-- Passage given --
**********
However, you really should put your site in maintenance mode before updating stuff (shouldn't do it "live").

Victor Kane

There have been plenty of

aaron's picture

There have been plenty of times where NOT deleting the old module files has caused problems (including an old emfield update by yours truly that caused a WSOD in some circumstances if one of the old .inc files had not been deleted). It is good practice to always remove the old module files when updating.

You can get around this by using a CVS checkout of the module, or by using subversion (SVN) to maintain your directory tree. Then you can update on a production site and be certain the file system will match.

Aaron Winborn
Drupal Multimedia (book, in October!)
AaronWinborn.com (blog)
Advomatic (work)

Aaron Winborn
Drupal Multimedia (my book, available now!)

SVN + drush a sweet match!

victorkane's picture

This is an amazing combination. If you are versioning your sites directory with SVN (I recommend that), then you can install modules with drush:


$ drush pm install date --svnsync --svncommit --svnmessage="drush installed date"

Project date successfully installed (version 6.x-2.0-rc6).

Project committed to Subversion successfully

Then, you can do your updating and drush will remove old files for you and bring in the new automatically, and commit it for you to boot:

$ drush pm refresh
$ drush pm update --svnsync --svncommit

not to mention:

$ drush cache clear
$ drush sql dump > to/a/convenient/place/and/version/it/too

Once you get used to it, it's a dream come true! Check it out: http://drupal.org/project/drush

Victor Kane

Charles: Thanks for you

michaelbr's picture

Thanks for you suggestion, I'm using a setup similar to yours, but got the following problem:
1) in this configuration, the URL address will be showing sub1.mydomain.com/drupal/ instead of sub1.mydomain.com/, I'd like not showing the /drupal in my URL, how can I do that?
**********
-- Information supplied --

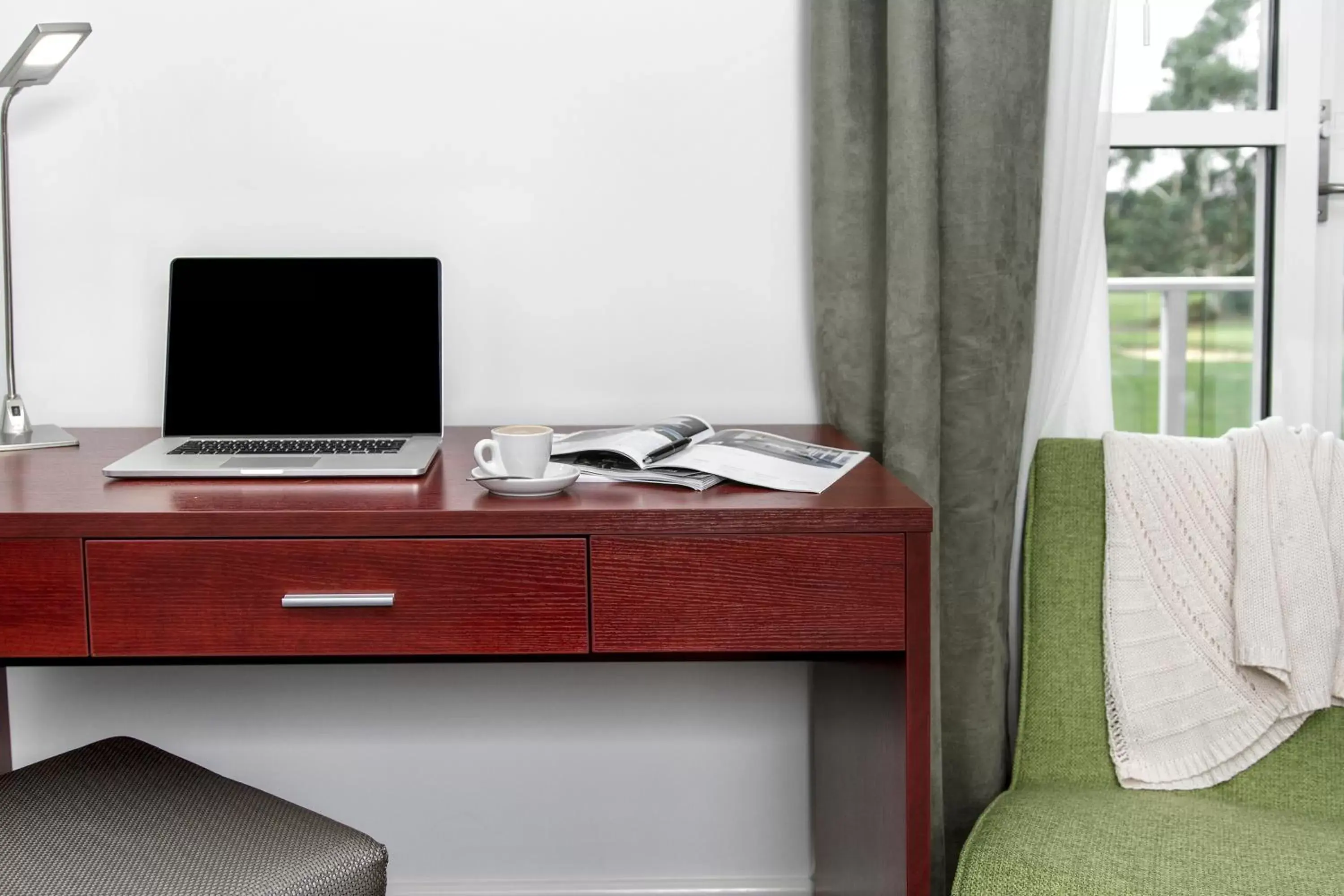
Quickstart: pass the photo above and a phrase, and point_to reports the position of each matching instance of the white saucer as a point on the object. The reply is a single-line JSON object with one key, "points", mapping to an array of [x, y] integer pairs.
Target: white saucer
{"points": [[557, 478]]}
**********
-- Requirement --
Reproduce word for word the part of the Drupal update discussion that begins at the words "aaron's picture" and stops after "(book, in October!)".

-- Answer below --
aaron's picture

There have been plenty of times where NOT deleting the old module files has caused problems (including an old emfield update by yours truly that caused a WSOD in some circumstances if one of the old .inc files had not been deleted). It is good practice to always remove the old module files when updating.

You can get around this by using a CVS checkout of the module, or by using subversion (SVN) to maintain your directory tree. Then you can update on a production site and be certain the file system will match.

Aaron Winborn
Drupal Multimedia (book, in October!)